▶ [What is being asked]
Please give the listing again in its entirety, exactly as written.

[Point placement records]
____

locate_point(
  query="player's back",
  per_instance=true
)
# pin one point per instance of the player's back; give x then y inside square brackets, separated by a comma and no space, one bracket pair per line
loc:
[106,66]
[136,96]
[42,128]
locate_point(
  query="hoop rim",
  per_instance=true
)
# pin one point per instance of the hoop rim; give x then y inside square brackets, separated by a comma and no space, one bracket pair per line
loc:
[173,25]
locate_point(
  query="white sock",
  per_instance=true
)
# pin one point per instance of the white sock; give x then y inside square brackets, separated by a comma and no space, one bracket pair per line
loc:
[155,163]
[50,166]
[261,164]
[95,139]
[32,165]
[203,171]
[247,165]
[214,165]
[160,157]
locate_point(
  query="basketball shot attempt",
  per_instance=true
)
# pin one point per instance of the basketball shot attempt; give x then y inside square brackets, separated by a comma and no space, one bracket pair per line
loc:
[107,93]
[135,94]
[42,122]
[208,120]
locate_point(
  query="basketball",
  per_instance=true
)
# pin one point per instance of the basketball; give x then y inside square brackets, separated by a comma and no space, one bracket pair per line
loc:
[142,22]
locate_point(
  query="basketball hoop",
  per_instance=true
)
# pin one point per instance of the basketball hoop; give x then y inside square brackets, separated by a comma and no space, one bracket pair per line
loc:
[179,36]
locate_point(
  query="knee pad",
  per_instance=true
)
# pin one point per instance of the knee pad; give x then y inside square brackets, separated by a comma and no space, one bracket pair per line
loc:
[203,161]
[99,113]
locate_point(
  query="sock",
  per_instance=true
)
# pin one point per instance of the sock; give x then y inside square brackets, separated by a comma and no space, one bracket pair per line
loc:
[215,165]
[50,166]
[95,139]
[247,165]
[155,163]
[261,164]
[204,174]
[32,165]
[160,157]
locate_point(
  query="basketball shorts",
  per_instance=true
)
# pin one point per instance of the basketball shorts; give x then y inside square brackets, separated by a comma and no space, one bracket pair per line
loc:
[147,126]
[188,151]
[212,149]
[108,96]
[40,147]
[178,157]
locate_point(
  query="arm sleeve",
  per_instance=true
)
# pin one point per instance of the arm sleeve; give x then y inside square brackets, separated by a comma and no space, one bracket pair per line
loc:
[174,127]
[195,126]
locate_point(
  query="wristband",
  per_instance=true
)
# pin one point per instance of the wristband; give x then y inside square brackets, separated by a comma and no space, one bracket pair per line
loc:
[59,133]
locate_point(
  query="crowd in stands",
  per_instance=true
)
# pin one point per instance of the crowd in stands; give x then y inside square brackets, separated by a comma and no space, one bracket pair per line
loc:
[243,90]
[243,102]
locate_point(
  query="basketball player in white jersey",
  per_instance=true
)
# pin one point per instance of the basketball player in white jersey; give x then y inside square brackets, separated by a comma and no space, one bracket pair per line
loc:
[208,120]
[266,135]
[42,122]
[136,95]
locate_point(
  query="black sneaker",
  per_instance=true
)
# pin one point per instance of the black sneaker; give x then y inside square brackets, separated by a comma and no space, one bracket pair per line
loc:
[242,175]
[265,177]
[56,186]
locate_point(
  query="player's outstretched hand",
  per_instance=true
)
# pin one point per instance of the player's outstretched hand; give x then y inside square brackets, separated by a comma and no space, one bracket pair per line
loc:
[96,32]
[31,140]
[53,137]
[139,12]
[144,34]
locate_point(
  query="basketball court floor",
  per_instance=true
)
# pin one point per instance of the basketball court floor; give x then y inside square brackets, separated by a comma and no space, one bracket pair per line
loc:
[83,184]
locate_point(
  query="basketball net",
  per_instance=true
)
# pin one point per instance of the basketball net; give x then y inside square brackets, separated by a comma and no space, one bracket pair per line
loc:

____

▶ [Response to the task]
locate_point(
  query="player's back",
  per_instance=true
)
# pin one point per instance of the player's back; give x then y inside square brackets, separated by a comma and no space, one bracket pair per line
loc:
[106,66]
[136,96]
[42,128]
locate_point(
  query="hoop rim",
  per_instance=true
)
# pin one point per instance of the hoop rim; give x then y inside square brackets, separated by a comma and no space, one bracket pair per line
loc:
[173,25]
locate_point(
  query="white sock",
  per_instance=true
)
# pin one point per instance of the white sock; give x then y inside square brackets, separated by a comma and no space, one bracket pair per line
loc:
[155,163]
[50,166]
[261,164]
[95,139]
[32,165]
[203,171]
[247,165]
[214,165]
[160,157]
locate_point(
  query="basketball shot attempt",
  per_instance=true
)
# pin one point per instance of the basketball shot attempt; give x then y inside square brackets, separated by a comma and no space, one bracket pair per line
loc:
[107,93]
[135,94]
[42,122]
[208,120]
locate_point(
  query="basketball",
  per_instance=true
)
# pin one point per instance of the basketball; give x then y inside square brackets, separated by a comma and no space, one bracket pair per line
loc:
[142,22]
locate_point(
  query="basketball hoop",
  per_instance=true
)
# pin one point per instance of the basketball hoop; give x then y inside square brackets, separated by a comma and no space, one bracket pair per line
loc:
[179,36]
locate_point(
  query="knee pad",
  per_instance=true
)
# pin one point per instance of the knee pad; give x then y inside square brackets, separated by a comma and no space, one bracket pair per line
loc:
[203,161]
[99,113]
locate_point(
  query="sock",
  per_instance=true
)
# pin one point per instance of the sock; give x then y inside square brackets, separated by a comma and no space, one bracket pair per line
loc:
[215,165]
[50,166]
[95,139]
[247,165]
[155,163]
[261,164]
[204,174]
[32,165]
[160,157]
locate_point(
  query="basketball shorts",
  per_instance=true
)
# pin one point per instance of the basketball shorts; give x then y inside square brackets, separated by a comma and no space, one bracket pair per line
loc:
[147,126]
[188,151]
[212,149]
[108,96]
[40,147]
[178,157]
locate_point(
  query="arm sleeve",
  per_instance=true
)
# pin one point per instance of the arm sleeve; give x then y inside square brackets, separated by a comma and no space, one bracket pair per line
loc:
[174,127]
[195,126]
locate_point(
  query="wristband",
  per_instance=true
)
# pin one point per instance of the wristband; give x then y inside square brackets, separated by a comma and no space, one bracket pair per line
loc:
[59,133]
locate_point(
  query="crowd in stands",
  per_instance=true
)
# pin one point per instance of the crowd in stands; give x then y inside square brackets, separated by a comma and no space, one bracket pair per line
loc:
[243,90]
[243,102]
locate_point(
  query="basketball player in white jersey",
  per_instance=true
)
# pin one point per instance of the basketball player in white jersey; give x then y inside square brackets, separated by a comma and no space, one bracket pair per line
loc:
[208,120]
[266,135]
[42,122]
[136,95]
locate_point(
  query="black sneaker",
  per_instance=true
)
# pin one point per instance of the black sneaker; give x then y inside square brackets, separated by a comma and no space, one bracket pair per line
loc:
[242,175]
[265,177]
[56,186]
locate_point(
  query="player's outstretched hand",
  per_instance=true
)
# pin one point per instance of the player's outstretched hand; give x then y inside square brackets, separated by a comma and no space, one bracket pair per line
loc:
[96,32]
[31,140]
[53,137]
[139,12]
[144,34]
locate_point(
  query="basketball court floor",
  per_instance=true
)
# pin one point per instance of the basketball court floor; give x then y inside square brackets, separated by a comma and no space, one bracket pair per line
loc:
[83,184]
locate_point(
  query="basketball net",
  per_instance=true
)
# pin one point per instance of the basketball net; give x then y inside square brackets, separated by a comma and no space, one bracket pair per line
loc:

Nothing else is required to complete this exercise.